### Problem
From the first line to the last, restate the data exactly, leaving out the images.

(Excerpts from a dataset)
---*---

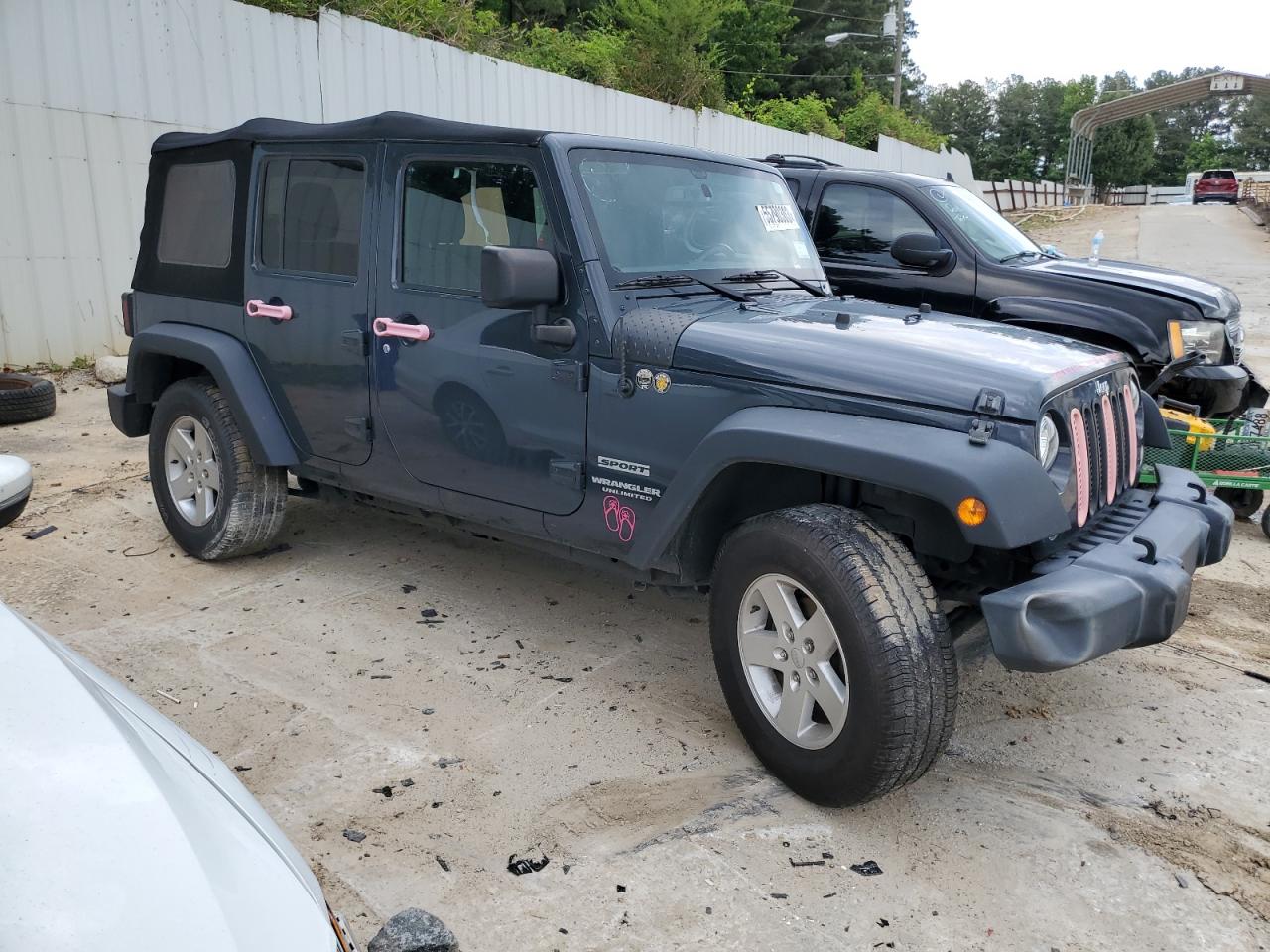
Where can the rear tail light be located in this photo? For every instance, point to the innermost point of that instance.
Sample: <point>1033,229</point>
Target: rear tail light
<point>127,312</point>
<point>1080,466</point>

---*---

### Exercise response
Where can the rear tail light be located in this photo? For every instance, point to the innermost point of that instance.
Sample: <point>1033,229</point>
Target: rear tail light
<point>127,312</point>
<point>1080,466</point>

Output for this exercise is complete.